• **Stored records**:
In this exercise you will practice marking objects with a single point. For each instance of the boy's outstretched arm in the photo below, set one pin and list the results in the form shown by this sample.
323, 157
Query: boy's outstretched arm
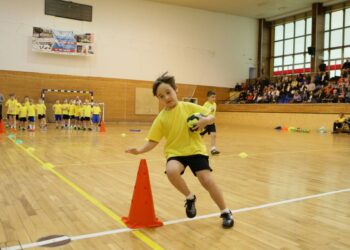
149, 145
204, 121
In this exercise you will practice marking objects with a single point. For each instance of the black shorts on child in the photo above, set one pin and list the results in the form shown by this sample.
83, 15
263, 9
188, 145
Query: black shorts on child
195, 162
209, 129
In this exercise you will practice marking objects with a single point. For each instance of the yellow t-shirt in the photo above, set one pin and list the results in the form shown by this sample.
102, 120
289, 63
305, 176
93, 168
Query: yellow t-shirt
27, 103
172, 124
23, 111
57, 109
71, 109
211, 107
87, 110
341, 120
41, 108
11, 106
77, 111
96, 110
31, 110
18, 106
65, 108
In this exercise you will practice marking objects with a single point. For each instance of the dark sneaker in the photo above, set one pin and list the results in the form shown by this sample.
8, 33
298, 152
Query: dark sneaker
215, 152
191, 208
227, 220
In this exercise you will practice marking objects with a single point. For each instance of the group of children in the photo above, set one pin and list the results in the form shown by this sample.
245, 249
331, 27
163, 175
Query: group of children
25, 113
184, 148
73, 114
77, 115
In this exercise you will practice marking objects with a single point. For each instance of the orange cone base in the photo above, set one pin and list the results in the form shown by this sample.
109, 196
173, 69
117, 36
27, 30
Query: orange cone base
142, 224
2, 127
102, 128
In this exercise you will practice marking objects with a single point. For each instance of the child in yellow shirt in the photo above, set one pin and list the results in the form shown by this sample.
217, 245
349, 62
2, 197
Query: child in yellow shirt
182, 147
31, 115
41, 112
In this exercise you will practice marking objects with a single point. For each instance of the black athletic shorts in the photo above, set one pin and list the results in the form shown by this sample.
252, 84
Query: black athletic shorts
209, 129
195, 162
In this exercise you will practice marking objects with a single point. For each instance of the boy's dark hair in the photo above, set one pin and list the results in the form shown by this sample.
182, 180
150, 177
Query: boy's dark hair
210, 93
164, 78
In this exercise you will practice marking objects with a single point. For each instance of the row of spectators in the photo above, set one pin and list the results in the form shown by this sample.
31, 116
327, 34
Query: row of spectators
316, 88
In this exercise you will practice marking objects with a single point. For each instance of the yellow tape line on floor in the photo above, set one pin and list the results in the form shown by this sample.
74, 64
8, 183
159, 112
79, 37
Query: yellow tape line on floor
97, 203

• **Instruction**:
Could you rewrite every line from the one containing "the yellow tape" through the end of the records, inclusive, requests and all, and scale the point coordinates in the answers by 2, rounding to whole numbers with halves going up? Leave the numbers in the requests and their format samples as they are.

• **Solution to this task**:
In this exercise you will practice marking objects with a single point. For each instance of the yellow tape line on floor in the photo above, set one pin and list the results in the form shown by this sample.
74, 64
8, 183
159, 112
79, 37
Query: yellow tape line on floor
194, 406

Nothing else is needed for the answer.